## Short exercise 1
Count the lines in the records that contain the word "chin", and give only that number.

Every BI developer has felt it. You change a measure, update a relationship, or rename a column in a semantic model, and then you spend the next hour clicking through report pages to check if something broke. Manual spot-checking is how most teams validate DAX today. It works until it does not.
I have been building and maintaining semantic models for years. The further I get into Fabric-based development, the more my models start to feel like production code. They power dashboards that drive decisions. They feed downstream pipelines. When something breaks, the blast radius is real. And yet, the testing story has always been: deploy, open the report, squint at the numbers.
That gap bothered me enough to do something about it.
The challenge
Microsoft recently launched the Fabric Semantic Link Developer Experience Challenge, a community contest focused on building reusable tools that improve how teams develop, test, document, and maintain semantic models in Microsoft Fabric. The requirement: use Semantic Link as a core component and solve a real developer pain point.
I have been eyeing Semantic Link Labs for a while. The library exposes evaluate_dax_impersonation, which lets you execute arbitrary DAX queries against a Fabric semantic model from a notebook. That single function is what makes programmatic testing possible.
The idea for my submission: a test harness that brings unit testing and regression detection to DAX measures. Define your test cases. Run them. Get a pass/fail report. No browser required.

## Data
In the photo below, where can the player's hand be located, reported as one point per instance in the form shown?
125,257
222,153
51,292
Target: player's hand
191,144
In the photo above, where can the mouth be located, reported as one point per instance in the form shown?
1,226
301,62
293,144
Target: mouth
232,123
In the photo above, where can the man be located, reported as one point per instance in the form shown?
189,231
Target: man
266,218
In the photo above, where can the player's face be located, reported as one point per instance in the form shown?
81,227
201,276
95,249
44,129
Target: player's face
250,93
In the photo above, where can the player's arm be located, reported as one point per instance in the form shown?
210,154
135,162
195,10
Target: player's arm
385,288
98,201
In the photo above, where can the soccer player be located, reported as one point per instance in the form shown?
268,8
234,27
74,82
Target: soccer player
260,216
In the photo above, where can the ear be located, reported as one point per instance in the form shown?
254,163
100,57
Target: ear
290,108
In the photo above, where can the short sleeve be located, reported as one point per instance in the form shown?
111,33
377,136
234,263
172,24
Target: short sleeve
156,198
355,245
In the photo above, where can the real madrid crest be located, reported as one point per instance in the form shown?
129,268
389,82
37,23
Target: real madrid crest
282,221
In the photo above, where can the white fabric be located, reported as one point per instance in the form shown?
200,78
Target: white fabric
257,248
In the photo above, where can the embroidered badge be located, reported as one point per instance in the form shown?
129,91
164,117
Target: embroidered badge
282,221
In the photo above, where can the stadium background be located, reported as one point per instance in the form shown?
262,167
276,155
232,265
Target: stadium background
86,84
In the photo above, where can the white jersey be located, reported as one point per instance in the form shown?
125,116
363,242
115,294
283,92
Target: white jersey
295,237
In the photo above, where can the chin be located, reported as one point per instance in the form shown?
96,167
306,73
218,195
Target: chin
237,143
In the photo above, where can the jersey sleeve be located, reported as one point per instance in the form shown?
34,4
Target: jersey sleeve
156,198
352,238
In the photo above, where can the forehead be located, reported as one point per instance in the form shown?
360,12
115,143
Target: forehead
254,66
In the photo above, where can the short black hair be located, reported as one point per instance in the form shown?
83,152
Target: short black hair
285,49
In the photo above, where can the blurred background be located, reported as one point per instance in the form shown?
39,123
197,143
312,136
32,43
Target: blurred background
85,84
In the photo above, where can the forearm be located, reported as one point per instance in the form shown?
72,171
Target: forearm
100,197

## Short exercise 2
Write out the part of the DAX testing post starting with "I have been eyeing" and going on through "No browser required.".

## Complete response 1
2

## Complete response 2
I have been eyeing Semantic Link Labs for a while. The library exposes evaluate_dax_impersonation, which lets you execute arbitrary DAX queries against a Fabric semantic model from a notebook. That single function is what makes programmatic testing possible.
The idea for my submission: a test harness that brings unit testing and regression detection to DAX measures. Define your test cases. Run them. Get a pass/fail report. No browser required.